━━━━━ Records for the task ━━━━━

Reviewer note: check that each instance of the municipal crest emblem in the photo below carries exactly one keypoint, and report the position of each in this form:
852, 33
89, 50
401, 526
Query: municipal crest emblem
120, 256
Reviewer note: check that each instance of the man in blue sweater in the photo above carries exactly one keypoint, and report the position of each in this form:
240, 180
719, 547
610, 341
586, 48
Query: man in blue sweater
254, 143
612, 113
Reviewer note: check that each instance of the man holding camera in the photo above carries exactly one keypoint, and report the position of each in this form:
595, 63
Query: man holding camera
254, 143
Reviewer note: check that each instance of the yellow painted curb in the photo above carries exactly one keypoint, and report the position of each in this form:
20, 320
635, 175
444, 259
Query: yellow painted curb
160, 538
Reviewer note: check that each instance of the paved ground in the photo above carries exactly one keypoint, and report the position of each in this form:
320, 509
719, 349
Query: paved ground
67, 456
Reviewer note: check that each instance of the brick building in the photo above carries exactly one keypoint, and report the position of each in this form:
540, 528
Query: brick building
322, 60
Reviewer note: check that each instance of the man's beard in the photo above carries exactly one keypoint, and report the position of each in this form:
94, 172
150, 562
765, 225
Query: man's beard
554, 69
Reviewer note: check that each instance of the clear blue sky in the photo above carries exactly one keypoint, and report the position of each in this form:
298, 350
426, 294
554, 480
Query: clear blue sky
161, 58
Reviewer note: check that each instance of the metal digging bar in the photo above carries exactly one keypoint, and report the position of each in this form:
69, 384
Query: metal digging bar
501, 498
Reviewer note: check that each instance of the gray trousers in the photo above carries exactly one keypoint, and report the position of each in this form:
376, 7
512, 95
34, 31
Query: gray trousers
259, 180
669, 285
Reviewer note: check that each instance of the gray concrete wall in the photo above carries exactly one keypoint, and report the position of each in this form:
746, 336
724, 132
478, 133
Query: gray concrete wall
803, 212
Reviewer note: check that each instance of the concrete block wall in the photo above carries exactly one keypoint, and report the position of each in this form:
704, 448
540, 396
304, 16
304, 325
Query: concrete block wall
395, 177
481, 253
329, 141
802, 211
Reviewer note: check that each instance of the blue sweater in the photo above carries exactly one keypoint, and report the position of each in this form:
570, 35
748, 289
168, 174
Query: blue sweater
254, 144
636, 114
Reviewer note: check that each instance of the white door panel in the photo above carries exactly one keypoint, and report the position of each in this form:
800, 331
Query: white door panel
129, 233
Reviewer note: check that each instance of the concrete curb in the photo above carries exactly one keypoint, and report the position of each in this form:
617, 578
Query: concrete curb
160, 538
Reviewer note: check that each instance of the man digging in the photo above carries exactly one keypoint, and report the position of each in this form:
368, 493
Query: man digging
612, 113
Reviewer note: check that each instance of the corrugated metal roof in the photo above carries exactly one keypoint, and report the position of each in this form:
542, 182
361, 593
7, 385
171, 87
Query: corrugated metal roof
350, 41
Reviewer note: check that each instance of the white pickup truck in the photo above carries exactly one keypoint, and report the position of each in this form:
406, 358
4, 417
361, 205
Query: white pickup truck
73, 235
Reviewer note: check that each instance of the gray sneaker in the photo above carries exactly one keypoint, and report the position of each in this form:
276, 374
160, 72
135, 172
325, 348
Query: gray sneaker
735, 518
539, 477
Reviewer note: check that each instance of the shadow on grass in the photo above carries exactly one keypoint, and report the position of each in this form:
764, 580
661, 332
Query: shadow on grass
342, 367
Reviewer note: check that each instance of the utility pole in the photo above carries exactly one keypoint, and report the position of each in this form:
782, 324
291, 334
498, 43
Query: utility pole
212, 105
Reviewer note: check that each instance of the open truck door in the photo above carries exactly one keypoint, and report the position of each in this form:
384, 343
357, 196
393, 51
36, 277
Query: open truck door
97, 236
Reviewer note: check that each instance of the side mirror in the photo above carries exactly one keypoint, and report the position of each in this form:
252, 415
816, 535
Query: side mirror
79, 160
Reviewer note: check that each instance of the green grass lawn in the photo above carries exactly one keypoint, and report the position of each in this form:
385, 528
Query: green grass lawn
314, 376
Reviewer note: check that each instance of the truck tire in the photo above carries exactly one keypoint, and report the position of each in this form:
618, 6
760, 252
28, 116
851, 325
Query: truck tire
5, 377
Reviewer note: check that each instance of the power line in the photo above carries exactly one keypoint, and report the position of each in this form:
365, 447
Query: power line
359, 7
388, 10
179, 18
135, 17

━━━━━

__Aim of the exercise__.
Transcribe word for word the lines from the one holding "Reviewer note: check that each instance of the side" to the last line of the listing above, inclusive.

__Result below__.
Reviewer note: check that each instance of the side mirror in the photo above carries exactly one keypoint, and report the position of each in this form:
252, 415
816, 535
Query: side mirror
79, 160
Reviewer note: check that each instance of the green grass lawn in the photo above carries exactly one keypoint, and report the position of each in this form:
385, 528
Query: green grass lawn
314, 376
Reviewer note: check that each instance of the truck tire in the photo above carries exactly one keypoint, and report the position of each in this form:
618, 6
760, 252
28, 116
851, 325
Query: truck tire
5, 377
Reviewer note: check that each instance of the power line in the photo above carries exactly one keypoint, and report the position of each in this form:
365, 447
Query: power line
359, 7
388, 10
179, 18
135, 17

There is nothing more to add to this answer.